• GIVEN TEXT:
━━━━━━━━━━━━━━━━━━━━
Posted on 11/20/2016 7:17:21 PM PST by SeekAndFind
Back in the summer of 2012 the City of Los Angeles realized that they had a serious budget problem on their hands and the culprit, as in so many other cities, was the city’s extremely generous pension plan for municipal workers. Mayor Antonio Villaraigosa, backed by the city council, jumped into the fray and passed what was then described as sweeping pension reform and patted themselves on the back for a job well done. (LA Times, 2012)
Despite a raucous protest and threats of a lawsuit from city labor unions, the Los Angeles City Council voted Tuesday to roll back pension benefits and boost the retirement age to 65 for new civilian employees.
The council voted 14-0 to approve the plan, which budget officials say will save $30 million to $70 million over a five-year period. The changes will not go into effect until a final vote in 30 days. In the meantime, the council instructed city negotiators to meet with union leaders “to find common ground and to avoid litigation.”
Good thing they got that sorted out, eh? Really dodged a bullet there. So, four years down the line, how well have those reforms worked out? Well… let’s just say that things could have gone better. (LA Times, this week, emphasis added)
Today, Los Angeles taxpayers are underwriting retirement benefits that are among the nations most generous at a cost that has never been higher.
The citys general fund payments for pensions and retiree healthcare reached $1.04 billion last year, eating up more than 20% of operating revenue compared with less than 5% in 2002.
L.A.s vaunted pension reforms have not cut the citys pension costs; at best, they have modestly slowed their rate of growth.
━━━━━━━━━━━━━━━━━━━━
• TASK REQUIREMENTS:
**A)** For the post on Los Angeles pension reform, say whether each statement agrees with it: (i) the council approved the plan by a vote of 14-0; (ii) the plan raised the retirement age to 62 for new civilian employees; (iii) in 2002, payments for pensions and retiree healthcare took less than 5% of operating revenue. Answer yes or no for each, and quote the exact words that decide it.
**B)** Quote the post on Los Angeles pension reform word for word, everything from "Good thing they" down to "week, emphasis added)".
None of the data is needed for this work.

• RECORD LIST:
━━━━━━━━━━━━━━━━━━━━
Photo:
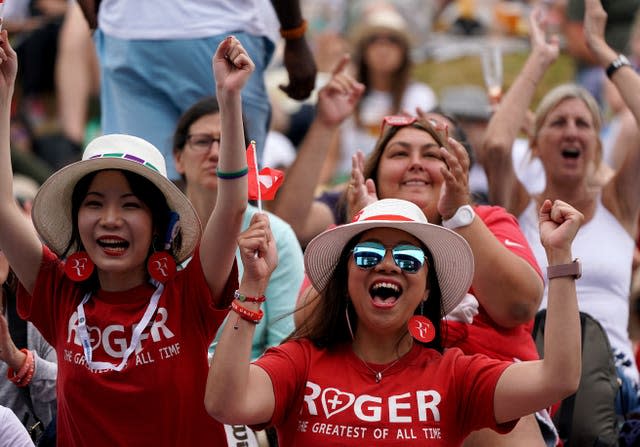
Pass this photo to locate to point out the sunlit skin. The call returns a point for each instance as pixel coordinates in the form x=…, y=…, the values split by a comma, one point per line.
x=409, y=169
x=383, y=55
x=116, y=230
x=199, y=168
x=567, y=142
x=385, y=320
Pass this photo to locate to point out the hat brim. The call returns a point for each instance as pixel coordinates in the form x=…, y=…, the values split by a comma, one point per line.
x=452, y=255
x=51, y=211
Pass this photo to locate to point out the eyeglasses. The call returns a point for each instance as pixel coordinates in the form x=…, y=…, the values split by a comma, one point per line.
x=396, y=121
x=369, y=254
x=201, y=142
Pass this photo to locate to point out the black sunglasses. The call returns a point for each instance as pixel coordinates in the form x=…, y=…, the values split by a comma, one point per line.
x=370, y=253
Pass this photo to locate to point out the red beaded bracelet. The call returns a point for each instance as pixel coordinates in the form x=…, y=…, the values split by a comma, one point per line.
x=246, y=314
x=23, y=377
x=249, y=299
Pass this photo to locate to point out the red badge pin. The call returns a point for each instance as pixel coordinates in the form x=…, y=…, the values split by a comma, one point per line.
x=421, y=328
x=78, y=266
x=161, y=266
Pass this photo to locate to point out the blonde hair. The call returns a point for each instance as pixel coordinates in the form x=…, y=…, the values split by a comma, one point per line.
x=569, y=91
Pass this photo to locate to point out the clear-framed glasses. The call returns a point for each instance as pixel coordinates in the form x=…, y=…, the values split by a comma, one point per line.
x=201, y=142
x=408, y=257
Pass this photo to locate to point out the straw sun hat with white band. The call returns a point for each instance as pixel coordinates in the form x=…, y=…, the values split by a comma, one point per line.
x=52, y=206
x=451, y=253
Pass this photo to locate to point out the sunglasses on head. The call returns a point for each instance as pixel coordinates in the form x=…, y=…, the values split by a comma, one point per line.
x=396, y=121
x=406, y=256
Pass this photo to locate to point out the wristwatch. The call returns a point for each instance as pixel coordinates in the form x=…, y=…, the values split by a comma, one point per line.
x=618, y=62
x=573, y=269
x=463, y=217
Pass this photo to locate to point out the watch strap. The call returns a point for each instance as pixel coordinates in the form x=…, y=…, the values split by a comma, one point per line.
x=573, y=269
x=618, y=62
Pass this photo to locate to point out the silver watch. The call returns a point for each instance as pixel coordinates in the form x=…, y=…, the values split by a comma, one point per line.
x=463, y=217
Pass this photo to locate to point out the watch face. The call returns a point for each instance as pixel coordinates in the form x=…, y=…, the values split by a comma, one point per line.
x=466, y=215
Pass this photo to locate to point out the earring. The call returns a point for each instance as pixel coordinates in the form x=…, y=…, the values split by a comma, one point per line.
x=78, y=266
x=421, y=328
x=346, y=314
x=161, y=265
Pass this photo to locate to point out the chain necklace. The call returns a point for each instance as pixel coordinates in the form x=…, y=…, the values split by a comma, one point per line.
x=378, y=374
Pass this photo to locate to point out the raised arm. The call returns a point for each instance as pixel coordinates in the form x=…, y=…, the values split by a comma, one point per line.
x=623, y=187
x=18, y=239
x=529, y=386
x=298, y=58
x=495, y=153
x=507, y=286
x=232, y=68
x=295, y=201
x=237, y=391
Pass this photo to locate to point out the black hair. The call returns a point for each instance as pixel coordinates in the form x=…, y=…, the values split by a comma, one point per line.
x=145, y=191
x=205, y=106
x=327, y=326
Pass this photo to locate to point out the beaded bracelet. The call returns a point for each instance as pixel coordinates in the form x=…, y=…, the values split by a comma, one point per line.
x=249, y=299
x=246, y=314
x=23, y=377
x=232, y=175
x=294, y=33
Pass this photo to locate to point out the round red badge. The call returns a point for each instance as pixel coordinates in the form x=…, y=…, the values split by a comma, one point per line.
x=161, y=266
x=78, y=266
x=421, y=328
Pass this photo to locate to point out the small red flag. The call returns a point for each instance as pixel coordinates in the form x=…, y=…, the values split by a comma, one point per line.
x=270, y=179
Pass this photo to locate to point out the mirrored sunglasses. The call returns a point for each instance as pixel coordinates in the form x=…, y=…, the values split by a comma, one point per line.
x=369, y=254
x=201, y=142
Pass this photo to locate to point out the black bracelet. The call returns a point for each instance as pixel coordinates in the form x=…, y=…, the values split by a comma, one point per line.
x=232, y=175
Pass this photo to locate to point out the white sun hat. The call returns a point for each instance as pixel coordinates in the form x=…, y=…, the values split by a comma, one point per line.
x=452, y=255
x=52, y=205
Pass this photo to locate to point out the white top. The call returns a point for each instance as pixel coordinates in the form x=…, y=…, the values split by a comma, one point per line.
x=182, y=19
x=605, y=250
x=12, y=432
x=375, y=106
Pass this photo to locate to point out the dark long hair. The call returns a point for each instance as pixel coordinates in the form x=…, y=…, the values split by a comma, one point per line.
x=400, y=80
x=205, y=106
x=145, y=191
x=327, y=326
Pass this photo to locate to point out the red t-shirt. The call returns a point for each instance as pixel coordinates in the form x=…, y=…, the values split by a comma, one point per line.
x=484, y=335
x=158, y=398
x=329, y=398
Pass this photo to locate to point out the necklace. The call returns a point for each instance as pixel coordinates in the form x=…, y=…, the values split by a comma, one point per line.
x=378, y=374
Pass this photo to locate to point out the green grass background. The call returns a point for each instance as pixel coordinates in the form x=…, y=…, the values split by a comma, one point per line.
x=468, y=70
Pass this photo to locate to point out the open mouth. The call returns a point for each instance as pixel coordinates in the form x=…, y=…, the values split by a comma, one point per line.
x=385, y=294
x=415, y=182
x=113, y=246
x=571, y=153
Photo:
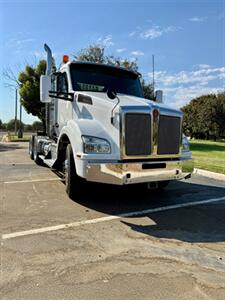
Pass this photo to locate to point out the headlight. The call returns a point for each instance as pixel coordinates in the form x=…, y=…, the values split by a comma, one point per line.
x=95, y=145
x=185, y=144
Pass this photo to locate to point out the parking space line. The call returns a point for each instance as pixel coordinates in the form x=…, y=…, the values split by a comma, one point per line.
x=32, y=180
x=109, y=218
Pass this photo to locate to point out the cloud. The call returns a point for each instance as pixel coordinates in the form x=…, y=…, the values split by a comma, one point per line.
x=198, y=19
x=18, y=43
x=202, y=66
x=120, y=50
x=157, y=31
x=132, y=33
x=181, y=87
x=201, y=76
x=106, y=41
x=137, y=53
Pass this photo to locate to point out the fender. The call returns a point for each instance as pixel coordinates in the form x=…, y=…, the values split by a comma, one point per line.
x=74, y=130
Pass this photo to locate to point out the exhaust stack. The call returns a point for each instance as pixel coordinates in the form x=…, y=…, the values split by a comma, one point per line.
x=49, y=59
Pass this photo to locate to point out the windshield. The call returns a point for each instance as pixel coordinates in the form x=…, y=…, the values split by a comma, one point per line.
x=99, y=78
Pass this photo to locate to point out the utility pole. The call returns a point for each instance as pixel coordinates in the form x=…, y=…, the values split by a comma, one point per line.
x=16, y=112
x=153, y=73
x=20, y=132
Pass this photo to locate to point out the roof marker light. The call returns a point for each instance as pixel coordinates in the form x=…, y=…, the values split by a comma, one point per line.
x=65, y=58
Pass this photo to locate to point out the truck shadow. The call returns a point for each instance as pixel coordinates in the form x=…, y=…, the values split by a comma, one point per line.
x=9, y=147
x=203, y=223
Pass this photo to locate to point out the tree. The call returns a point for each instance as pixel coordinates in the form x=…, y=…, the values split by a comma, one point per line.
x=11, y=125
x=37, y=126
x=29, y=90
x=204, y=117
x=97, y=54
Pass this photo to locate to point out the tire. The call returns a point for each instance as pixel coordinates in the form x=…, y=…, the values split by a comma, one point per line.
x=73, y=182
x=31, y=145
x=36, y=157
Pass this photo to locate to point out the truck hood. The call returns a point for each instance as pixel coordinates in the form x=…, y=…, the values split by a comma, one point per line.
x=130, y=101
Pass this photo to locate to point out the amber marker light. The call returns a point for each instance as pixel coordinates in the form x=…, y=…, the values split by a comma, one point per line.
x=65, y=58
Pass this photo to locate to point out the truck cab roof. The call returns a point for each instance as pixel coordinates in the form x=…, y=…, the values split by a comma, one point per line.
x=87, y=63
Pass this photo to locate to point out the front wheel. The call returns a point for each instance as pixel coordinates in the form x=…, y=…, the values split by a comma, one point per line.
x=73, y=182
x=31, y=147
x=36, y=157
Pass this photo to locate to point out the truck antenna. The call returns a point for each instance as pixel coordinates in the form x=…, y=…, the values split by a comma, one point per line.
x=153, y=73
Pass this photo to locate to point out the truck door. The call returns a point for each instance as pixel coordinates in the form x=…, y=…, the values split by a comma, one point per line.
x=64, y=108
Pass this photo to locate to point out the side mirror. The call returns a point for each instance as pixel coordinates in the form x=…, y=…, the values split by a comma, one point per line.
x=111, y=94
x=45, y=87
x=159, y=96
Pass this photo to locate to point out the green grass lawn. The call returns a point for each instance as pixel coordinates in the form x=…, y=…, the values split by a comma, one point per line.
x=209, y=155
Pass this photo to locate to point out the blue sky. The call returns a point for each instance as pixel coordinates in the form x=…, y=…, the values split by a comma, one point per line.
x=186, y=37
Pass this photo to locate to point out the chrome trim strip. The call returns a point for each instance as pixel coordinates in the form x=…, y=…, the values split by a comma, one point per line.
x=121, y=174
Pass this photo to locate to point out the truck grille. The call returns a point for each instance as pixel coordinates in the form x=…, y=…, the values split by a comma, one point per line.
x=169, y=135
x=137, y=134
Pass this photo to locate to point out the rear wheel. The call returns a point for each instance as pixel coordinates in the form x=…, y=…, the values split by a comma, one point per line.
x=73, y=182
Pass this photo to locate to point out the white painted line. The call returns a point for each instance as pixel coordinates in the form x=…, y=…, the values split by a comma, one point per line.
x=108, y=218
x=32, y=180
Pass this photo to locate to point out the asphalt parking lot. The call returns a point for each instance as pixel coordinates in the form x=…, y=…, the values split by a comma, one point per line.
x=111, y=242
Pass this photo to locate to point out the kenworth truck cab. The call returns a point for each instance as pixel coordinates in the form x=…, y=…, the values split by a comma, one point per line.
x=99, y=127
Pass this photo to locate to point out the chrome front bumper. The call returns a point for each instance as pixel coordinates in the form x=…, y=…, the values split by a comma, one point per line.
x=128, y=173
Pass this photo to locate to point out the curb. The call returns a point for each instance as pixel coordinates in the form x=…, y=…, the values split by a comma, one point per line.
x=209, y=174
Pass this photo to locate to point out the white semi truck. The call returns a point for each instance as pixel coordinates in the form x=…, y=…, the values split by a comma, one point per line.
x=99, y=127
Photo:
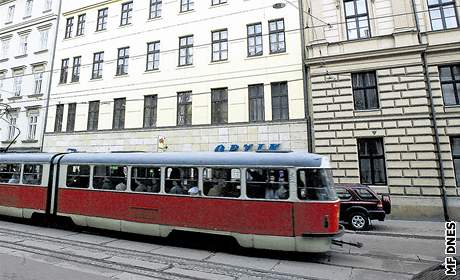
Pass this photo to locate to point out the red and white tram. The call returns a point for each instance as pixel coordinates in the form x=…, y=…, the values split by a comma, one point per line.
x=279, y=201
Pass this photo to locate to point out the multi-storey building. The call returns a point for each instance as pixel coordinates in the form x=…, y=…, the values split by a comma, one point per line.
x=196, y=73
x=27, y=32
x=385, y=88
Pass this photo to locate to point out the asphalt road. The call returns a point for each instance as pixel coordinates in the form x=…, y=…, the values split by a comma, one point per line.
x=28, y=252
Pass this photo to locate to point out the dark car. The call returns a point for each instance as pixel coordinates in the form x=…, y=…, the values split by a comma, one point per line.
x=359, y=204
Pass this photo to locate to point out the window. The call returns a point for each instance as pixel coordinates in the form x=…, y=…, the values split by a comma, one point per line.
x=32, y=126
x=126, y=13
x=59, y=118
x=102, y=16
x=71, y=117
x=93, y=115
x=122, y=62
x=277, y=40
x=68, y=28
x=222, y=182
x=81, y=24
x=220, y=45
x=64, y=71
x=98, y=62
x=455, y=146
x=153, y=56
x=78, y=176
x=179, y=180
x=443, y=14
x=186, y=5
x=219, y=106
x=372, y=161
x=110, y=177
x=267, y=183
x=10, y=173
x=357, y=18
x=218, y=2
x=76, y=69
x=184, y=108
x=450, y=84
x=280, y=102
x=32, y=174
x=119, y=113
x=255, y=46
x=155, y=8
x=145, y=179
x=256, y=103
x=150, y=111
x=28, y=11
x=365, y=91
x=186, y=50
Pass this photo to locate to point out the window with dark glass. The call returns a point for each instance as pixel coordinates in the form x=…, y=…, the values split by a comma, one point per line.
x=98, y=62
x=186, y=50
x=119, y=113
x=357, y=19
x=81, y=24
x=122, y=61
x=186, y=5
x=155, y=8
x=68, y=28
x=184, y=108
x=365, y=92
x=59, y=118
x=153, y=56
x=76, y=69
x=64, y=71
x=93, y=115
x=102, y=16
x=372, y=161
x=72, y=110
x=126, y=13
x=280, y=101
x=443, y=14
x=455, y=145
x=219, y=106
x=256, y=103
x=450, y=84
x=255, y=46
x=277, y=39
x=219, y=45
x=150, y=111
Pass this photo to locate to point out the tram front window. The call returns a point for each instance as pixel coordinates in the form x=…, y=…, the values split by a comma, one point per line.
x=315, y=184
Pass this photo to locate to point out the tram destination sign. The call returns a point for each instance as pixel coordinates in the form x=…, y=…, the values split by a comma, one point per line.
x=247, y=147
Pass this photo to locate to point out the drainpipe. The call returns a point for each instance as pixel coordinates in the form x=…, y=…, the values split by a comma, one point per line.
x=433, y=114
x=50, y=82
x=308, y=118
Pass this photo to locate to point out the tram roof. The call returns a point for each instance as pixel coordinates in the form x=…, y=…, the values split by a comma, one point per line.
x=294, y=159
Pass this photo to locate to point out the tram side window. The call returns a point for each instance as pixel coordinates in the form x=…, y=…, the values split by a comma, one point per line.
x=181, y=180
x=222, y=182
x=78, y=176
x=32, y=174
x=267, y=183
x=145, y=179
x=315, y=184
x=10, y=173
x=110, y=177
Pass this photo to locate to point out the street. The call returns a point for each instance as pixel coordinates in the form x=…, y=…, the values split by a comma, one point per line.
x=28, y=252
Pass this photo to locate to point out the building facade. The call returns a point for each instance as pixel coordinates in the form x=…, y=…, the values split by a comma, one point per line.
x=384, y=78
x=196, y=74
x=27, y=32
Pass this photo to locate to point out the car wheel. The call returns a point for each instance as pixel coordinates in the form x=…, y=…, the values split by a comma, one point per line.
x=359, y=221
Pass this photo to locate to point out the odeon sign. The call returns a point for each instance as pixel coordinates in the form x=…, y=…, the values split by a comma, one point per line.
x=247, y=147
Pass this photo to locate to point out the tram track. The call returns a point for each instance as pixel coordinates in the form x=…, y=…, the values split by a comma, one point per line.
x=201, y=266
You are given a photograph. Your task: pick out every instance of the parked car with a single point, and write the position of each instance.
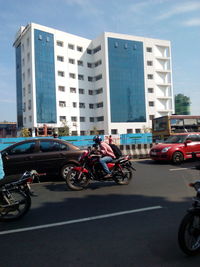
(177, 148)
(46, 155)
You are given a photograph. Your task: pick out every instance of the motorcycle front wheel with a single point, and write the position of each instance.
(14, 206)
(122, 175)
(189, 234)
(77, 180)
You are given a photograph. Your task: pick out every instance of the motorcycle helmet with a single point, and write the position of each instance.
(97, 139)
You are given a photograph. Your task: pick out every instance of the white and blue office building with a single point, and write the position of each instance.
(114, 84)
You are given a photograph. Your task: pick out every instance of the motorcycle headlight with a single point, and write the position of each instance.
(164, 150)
━━━━━━━━━━━━━━━━━━━━
• THE REPLIES:
**A)**
(i) Yes: "The council voted 14-0 to approve the plan"
(ii) No: "boost the retirement age to 65 for new civilian employees"
(iii) Yes: "eating up more than 20% of operating revenue compared with less than 5% in 2002"

**B)**
Good thing they got that sorted out, eh? Really dodged a bullet there. So, four years down the line, how well have those reforms worked out? Well… let’s just say that things could have gone better. (LA Times, this week, emphasis added)